Please retype the passage of the laundry post below word for word, from "Doing my laundry" up to and including "Really, really cold.".

[START TEXT]

Your Daily WTF (Welcome to France) Moment

It had been a while since I'd done laundry, and in that while I'd been hanging out with a lot of smokers. Well, mostly the same smokers, but the same smokers who've been around me many-a-time smoking many-a-death-stick and giving me the black lung. (Cough cough STOP SMOKING TOM! Cough.) Needless to say, my clothes were a bit PePé le Pew.

Doing my laundry is kind of an ordeal. First of all, it requires quite a bit of change. The washing machines cost 4E, 6E or 8E depending on machine's capacity, and it's 1E for every 10 minutes in the dryer. Second of all, the laundromat is a good 15-20 minute hike from my cell, which is a long way to go when you're one stumble away from all your unmentionables being scattered to the wind. Third of all, when I get up the gumption to finally go, I often run into this crazy lady who babbles to me in incomprehensible French the whole time and follows me when I move my clothes from the washer to the dryer. The whole place is about the size of my cell, so it's awkward to have someone tailing me in such close quarters. Plus it's cold in there. Really, really cold.

[END TEXT]
[START GIVEN RECORDS]

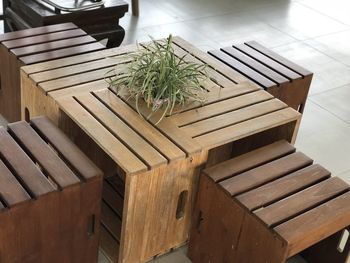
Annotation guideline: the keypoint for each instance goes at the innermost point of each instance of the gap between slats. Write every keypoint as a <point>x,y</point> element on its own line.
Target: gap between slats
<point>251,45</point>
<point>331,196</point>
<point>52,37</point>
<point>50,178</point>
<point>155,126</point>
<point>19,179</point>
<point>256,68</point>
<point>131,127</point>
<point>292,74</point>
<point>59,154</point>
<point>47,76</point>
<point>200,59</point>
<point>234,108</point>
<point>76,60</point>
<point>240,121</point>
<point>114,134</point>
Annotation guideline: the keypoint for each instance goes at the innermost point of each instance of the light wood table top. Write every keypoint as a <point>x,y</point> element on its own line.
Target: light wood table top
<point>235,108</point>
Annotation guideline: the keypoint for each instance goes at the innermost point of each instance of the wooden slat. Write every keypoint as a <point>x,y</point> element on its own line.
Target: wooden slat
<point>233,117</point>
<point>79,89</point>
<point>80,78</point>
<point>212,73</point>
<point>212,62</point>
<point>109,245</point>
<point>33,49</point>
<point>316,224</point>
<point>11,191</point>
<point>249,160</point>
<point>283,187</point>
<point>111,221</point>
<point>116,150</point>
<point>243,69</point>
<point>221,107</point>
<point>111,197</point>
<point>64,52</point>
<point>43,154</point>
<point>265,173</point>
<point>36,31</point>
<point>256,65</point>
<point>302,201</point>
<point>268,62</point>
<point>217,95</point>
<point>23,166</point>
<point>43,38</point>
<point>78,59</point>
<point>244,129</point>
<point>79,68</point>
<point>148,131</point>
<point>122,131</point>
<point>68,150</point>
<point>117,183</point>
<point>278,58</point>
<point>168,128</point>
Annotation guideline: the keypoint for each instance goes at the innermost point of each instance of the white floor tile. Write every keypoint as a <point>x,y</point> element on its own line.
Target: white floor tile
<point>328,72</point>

[END GIVEN RECORDS]

*TASK RESULT:*
Doing my laundry is kind of an ordeal. First of all, it requires quite a bit of change. The washing machines cost 4E, 6E or 8E depending on machine's capacity, and it's 1E for every 10 minutes in the dryer. Second of all, the laundromat is a good 15-20 minute hike from my cell, which is a long way to go when you're one stumble away from all your unmentionables being scattered to the wind. Third of all, when I get up the gumption to finally go, I often run into this crazy lady who babbles to me in incomprehensible French the whole time and follows me when I move my clothes from the washer to the dryer. The whole place is about the size of my cell, so it's awkward to have someone tailing me in such close quarters. Plus it's cold in there. Really, really cold.